*The exercise:*
Edit the lines from the one containing "of the river?" through the end of the records, inclusive, changing "grassy bank" to "muddy shore" and keeping everything else the same. Return only those lines.

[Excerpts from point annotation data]
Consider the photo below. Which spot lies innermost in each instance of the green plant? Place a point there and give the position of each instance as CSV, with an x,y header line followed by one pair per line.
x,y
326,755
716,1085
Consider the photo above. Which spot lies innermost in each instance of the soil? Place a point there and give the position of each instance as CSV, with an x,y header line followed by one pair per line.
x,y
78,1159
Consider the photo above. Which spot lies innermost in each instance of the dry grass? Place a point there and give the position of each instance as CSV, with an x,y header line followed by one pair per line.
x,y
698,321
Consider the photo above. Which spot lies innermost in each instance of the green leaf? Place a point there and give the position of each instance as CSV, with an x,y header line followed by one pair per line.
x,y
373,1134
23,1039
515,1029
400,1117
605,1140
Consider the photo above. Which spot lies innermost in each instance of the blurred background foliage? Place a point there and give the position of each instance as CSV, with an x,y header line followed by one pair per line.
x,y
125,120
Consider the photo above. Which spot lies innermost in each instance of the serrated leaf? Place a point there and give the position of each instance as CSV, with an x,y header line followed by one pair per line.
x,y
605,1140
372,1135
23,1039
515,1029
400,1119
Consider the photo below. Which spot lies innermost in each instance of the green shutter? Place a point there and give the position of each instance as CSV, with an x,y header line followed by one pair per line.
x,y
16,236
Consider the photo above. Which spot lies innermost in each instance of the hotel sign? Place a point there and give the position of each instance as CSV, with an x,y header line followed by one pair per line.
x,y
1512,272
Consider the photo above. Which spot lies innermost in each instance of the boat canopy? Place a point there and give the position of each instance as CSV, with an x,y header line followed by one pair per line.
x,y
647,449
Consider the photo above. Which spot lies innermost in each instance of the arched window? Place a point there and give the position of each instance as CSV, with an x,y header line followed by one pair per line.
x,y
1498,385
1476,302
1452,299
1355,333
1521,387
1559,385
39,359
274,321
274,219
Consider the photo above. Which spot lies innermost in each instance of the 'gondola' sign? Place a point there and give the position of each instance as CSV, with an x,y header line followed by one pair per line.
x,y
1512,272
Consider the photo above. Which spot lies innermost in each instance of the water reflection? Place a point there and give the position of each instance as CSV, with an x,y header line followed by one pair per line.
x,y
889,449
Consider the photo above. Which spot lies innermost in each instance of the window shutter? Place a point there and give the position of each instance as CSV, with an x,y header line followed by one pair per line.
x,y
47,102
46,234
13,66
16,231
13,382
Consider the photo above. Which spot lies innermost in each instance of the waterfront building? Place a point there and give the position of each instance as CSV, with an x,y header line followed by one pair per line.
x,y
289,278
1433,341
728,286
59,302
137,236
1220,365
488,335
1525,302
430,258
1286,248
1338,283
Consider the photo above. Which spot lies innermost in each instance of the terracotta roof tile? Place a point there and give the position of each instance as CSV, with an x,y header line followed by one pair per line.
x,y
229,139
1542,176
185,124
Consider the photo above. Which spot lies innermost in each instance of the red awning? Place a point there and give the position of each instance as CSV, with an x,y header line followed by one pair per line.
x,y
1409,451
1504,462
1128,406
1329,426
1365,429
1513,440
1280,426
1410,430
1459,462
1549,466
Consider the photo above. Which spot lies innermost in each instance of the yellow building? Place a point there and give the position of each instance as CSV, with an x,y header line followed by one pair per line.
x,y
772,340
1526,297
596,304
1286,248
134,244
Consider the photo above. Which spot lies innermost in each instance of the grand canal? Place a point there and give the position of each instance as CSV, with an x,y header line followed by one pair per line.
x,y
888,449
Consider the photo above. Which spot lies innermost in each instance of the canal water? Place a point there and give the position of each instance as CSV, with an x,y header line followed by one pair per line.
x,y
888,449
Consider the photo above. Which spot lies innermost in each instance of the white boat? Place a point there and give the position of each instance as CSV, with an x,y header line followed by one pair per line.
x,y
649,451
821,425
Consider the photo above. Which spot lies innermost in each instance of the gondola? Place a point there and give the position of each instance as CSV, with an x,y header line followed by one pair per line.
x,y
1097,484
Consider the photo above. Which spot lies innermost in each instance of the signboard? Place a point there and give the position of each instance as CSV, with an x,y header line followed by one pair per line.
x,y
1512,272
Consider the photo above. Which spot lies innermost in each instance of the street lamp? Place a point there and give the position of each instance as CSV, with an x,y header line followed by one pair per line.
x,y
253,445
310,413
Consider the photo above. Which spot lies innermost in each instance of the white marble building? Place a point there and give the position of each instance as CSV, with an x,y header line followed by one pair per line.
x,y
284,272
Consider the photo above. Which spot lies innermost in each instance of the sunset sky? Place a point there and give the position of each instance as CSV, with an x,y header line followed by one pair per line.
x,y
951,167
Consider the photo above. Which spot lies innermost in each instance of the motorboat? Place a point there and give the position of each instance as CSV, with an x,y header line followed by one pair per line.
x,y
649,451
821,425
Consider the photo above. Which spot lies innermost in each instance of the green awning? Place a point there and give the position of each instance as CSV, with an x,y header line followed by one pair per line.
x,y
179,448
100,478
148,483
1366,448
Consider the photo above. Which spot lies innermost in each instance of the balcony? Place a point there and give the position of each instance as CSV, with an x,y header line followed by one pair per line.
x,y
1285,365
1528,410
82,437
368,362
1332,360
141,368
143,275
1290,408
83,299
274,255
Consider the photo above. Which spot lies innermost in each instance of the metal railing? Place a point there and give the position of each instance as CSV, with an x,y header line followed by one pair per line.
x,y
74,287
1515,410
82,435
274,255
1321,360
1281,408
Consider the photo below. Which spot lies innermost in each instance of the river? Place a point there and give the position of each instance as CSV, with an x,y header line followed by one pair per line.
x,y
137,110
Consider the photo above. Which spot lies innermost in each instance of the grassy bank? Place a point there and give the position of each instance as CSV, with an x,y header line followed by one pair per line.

*Answer for the task:*
Consider the photo below. Which spot lies innermost in each instance of the river? Place a point there and give the position of each instance as CSV, with an x,y header line followed by one pair per line.
x,y
137,110
Consider the photo above. Which spot lies innermost in each instance of the muddy shore? Place a point there and give the position of each instance as CSV, with an x,y header line followed by one pair per line.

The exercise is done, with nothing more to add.